Your answer should repeat the entries in full, exactly as given, with no pictures.

Stored data entries
******
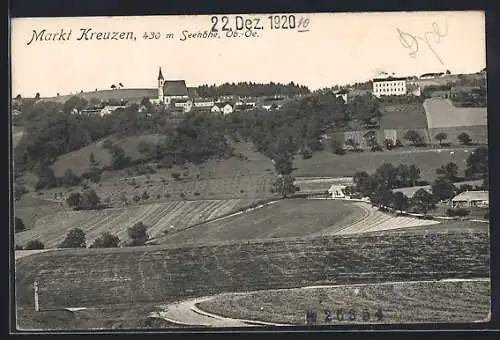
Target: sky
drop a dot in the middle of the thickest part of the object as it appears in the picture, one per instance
(338, 48)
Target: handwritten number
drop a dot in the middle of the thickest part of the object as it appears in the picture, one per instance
(225, 22)
(214, 22)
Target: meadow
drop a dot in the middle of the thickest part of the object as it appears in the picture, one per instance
(52, 228)
(406, 302)
(136, 275)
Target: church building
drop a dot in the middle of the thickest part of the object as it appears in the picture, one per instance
(169, 90)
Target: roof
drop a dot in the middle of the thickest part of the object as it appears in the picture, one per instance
(472, 196)
(193, 92)
(175, 88)
(389, 79)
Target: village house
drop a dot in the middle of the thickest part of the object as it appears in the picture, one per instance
(469, 199)
(223, 108)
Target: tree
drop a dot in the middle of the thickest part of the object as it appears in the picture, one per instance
(352, 143)
(370, 138)
(89, 200)
(448, 172)
(442, 189)
(35, 244)
(477, 163)
(389, 144)
(138, 234)
(423, 201)
(414, 137)
(464, 138)
(400, 201)
(46, 178)
(19, 225)
(364, 183)
(284, 186)
(386, 176)
(382, 197)
(106, 240)
(75, 238)
(337, 147)
(119, 158)
(70, 179)
(74, 199)
(413, 174)
(441, 137)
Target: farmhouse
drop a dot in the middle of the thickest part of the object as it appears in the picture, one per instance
(390, 86)
(338, 191)
(469, 199)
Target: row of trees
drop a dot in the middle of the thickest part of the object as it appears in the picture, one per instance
(76, 238)
(250, 89)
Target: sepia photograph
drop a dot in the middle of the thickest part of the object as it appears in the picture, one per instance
(249, 171)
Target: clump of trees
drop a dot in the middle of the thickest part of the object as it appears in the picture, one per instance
(34, 244)
(106, 240)
(251, 89)
(88, 200)
(75, 238)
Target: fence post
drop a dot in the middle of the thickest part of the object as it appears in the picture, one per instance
(35, 286)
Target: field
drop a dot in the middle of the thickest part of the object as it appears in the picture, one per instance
(159, 274)
(326, 164)
(442, 114)
(408, 116)
(285, 218)
(407, 302)
(52, 228)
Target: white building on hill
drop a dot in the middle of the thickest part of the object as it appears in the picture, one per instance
(389, 86)
(469, 199)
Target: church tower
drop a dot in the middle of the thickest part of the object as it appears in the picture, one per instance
(161, 82)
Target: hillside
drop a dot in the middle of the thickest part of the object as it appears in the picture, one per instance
(98, 277)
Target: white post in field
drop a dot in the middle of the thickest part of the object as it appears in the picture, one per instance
(35, 286)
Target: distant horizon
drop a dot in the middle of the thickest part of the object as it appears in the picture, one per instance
(339, 49)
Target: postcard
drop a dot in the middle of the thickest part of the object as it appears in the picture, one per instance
(250, 170)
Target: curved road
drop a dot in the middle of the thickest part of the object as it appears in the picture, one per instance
(186, 313)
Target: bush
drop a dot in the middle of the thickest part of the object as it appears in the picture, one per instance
(19, 191)
(70, 179)
(19, 225)
(35, 244)
(74, 199)
(75, 238)
(459, 212)
(106, 240)
(138, 234)
(107, 144)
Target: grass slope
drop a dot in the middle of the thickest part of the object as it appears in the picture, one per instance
(285, 218)
(409, 302)
(325, 163)
(96, 277)
(51, 229)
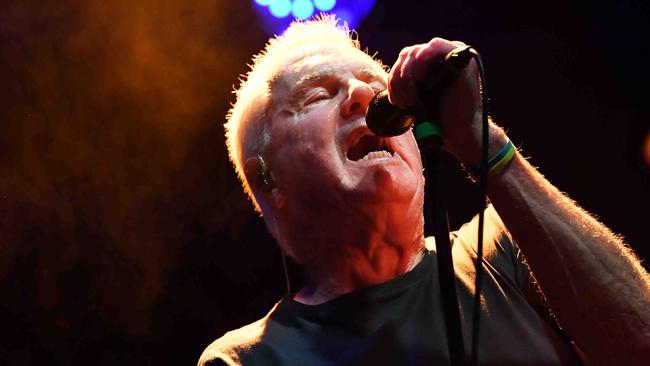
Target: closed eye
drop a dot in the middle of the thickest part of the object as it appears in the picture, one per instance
(318, 95)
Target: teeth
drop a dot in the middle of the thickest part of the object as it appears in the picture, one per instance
(377, 155)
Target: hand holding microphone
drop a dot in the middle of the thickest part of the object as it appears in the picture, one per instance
(431, 79)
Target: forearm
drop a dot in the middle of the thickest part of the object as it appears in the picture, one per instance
(592, 281)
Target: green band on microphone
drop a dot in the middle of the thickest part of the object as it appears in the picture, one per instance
(427, 129)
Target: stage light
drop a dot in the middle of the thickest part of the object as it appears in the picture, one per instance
(302, 9)
(276, 15)
(324, 5)
(280, 8)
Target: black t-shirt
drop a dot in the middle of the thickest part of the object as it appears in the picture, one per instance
(401, 322)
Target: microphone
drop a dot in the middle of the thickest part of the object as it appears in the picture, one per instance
(386, 119)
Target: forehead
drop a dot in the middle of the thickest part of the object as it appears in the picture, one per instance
(303, 69)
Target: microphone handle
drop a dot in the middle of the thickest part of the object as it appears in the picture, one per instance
(386, 119)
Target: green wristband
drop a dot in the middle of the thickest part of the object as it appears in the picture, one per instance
(502, 158)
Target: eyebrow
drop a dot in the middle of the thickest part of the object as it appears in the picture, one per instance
(307, 81)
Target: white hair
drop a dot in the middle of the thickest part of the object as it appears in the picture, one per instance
(247, 121)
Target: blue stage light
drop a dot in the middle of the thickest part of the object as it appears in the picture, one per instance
(280, 8)
(276, 15)
(302, 9)
(324, 5)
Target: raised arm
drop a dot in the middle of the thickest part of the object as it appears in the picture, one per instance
(594, 284)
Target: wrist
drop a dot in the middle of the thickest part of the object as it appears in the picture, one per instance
(468, 152)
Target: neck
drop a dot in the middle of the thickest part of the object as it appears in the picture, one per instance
(335, 274)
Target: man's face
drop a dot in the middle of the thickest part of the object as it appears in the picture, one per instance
(329, 167)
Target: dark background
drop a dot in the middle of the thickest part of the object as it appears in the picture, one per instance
(124, 236)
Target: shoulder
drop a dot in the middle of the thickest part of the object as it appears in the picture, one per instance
(239, 346)
(228, 349)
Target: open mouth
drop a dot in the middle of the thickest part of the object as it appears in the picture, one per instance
(368, 147)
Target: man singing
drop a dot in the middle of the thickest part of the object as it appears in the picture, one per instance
(347, 206)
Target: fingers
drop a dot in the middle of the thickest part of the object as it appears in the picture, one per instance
(412, 66)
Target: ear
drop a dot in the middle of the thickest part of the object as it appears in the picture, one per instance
(261, 179)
******
● RESULT:
Target: sky
drop a dot in the middle of the thickest part of the object as it appears in the picture, one per instance
(338, 48)
Target: handwritten number
drop a dot in the middle of the thickest part of the object as it appears in the picture, one per instance
(225, 22)
(214, 22)
Target: meadow
drop a dot in the middle of the thickest part of the object as it appears in the picture, one per instance
(52, 228)
(406, 302)
(136, 275)
Target: church building
drop a dot in the middle of the thickest part of the object as it appears in the picture, one per instance
(169, 90)
Target: roof
drop a dot in the middle of the thickest part of the object as it appears in the picture, one per instance
(472, 196)
(193, 92)
(175, 88)
(389, 79)
Target: village house
drop a dot in the middle of the thickest part of the object as it appears in the picture, one per instance
(469, 199)
(223, 108)
Target: tree
drop a dot in the middle of the thickest part of the object as it appears in the picture, one per instance
(352, 143)
(370, 138)
(89, 200)
(448, 172)
(442, 189)
(35, 244)
(477, 163)
(389, 144)
(138, 234)
(423, 201)
(414, 137)
(464, 138)
(400, 201)
(46, 178)
(19, 225)
(364, 183)
(284, 186)
(386, 176)
(382, 197)
(106, 240)
(75, 238)
(337, 147)
(119, 158)
(70, 179)
(74, 199)
(413, 174)
(441, 137)
Target: farmhouse
drop a dot in the middle of the thickest part of the object as it appears in the picture, one per instance
(390, 86)
(338, 191)
(469, 199)
Target: row of trees
drop a dot in the middle of the thickest part of the object as it appears in the picture, one per instance
(76, 238)
(250, 89)
Target: sepia photograph
drop a dot in the middle of the thickest part of the object as it appears in the picture, one per instance
(249, 171)
Target: clump of trees
drop a dot in the middle of the thickest part of the object as it appears in the picture, one per instance
(34, 244)
(106, 240)
(251, 89)
(88, 200)
(75, 238)
Target: fence post
drop a dot in the middle of the thickest part of the object as it appears in the picture, one per instance
(35, 286)
Target: field
drop a dot in the middle of the thickest part of the object as it appears in the picture, one per instance
(159, 274)
(326, 164)
(442, 114)
(408, 116)
(285, 218)
(407, 302)
(52, 228)
Target: white building on hill
drop a dot in the middle of the thickest part of the object as it appears in the picture, one per instance
(389, 86)
(469, 199)
Target: church tower
drop a dot in the middle of the thickest part of the object as it appears in the picture, one per instance
(161, 82)
Target: hillside
drop a dot in the middle of the thickest part of the object as it appears in the picture, one per instance
(98, 277)
Target: white post in field
drop a dot in the middle of the thickest part of the object as it appears in the picture, one per instance
(35, 286)
Target: distant horizon
drop a dot in the middle of the thickest part of the object as it appears in the picture, one per instance
(339, 49)
Target: postcard
drop a dot in the middle of the thickest part of the object as it appears in the picture, one per instance
(250, 170)
Target: curved road
drop a dot in the middle of the thickest part of the object as it appears in the picture, one per instance
(186, 313)
Target: bush
drop a dot in the middle of the thickest part of the object as it appears in the picture, one per instance
(19, 191)
(70, 179)
(19, 225)
(35, 244)
(74, 199)
(75, 238)
(459, 212)
(106, 240)
(138, 234)
(107, 144)
Target: grass slope
drop a dot in the middle of the thickest part of the object as it appears in the picture, one per instance
(285, 218)
(409, 302)
(325, 163)
(96, 277)
(51, 229)
Target: closed eye
drop a dot in the middle of the thickest part of the object as it appears in the picture, one per instance
(318, 95)
Target: teeth
drop a dot in the middle of the thickest part of the object as it appears in the picture, one per instance
(377, 155)
Target: hand holding microphone
drop a dot in the middle of the thickest part of the object as it appears in the picture, one per instance
(431, 79)
Target: forearm
drop a dot in the middle of the thickest part of the object as it appears in the picture, one per instance
(592, 281)
Target: green band on microphone
drop a dot in the middle of the thickest part of the object as it appears in the picture, one per instance
(427, 129)
Target: stage light
drop a dot in the middle of the thickest part of the object as it appears in the picture, one per instance
(302, 9)
(276, 15)
(324, 5)
(280, 8)
Target: black t-shirt
drop a dot in the middle of the thickest part of the object as it appears in the picture, one per instance
(401, 322)
Target: microphone
drop a dot in the middle of the thickest part of the object as it appears in the picture, one per instance
(386, 119)
Target: forehead
drop a dot in the middle of the thickest part of the object as it appears in the picture, one per instance
(303, 69)
Target: microphone handle
drop a dot in the middle of the thickest part of the object as it appears in the picture, one per instance
(386, 119)
Target: green wristband
drop a dot in the middle of the thickest part of the object as it appears in the picture, one per instance
(502, 158)
Target: eyebrow
drop a dot in the middle of the thickest part of the object as it appears in the picture, one per instance
(307, 81)
Target: white hair
drop a dot in the middle of the thickest part of the object as it appears in the picture, one per instance
(247, 121)
Target: blue stage light
drop a dot in the middle of the thickest part of the object as it appears in the picture, one per instance
(280, 8)
(276, 15)
(302, 9)
(324, 5)
Target: raised arm
drop a dot in the middle of the thickest part of the object as it appears in the picture, one per instance
(594, 284)
Target: wrist
drop a dot in the middle of the thickest part of the object as it appears in the picture, one per instance
(468, 152)
Target: neck
drop a dot in the middle of the thickest part of the object as it appears in the picture, one per instance
(335, 274)
Target: man's face
drop a dot in the middle of the thickest part of the object as it appears in the picture, one per instance
(329, 167)
Target: dark background
drop a dot in the middle of the thickest part of the object as it appears in the picture, one per instance
(124, 236)
Target: shoulder
drop a dot in the middle of the thickest part of the object as it appears in the picture, one per instance
(239, 346)
(228, 349)
Target: open mouth
drop a dot in the middle of the thickest part of the object as it appears in the picture, one per instance
(368, 147)
Target: man singing
drop a dot in the middle of the thickest part of the object as it appears in the picture, one per instance
(347, 206)
Target: fingers
drop a dot in the middle of the thickest part of the object as it appears in the picture, one per instance
(412, 66)
Target: ear
drop a dot in the middle of the thickest part of the object as it appears in the picture, one per instance
(261, 179)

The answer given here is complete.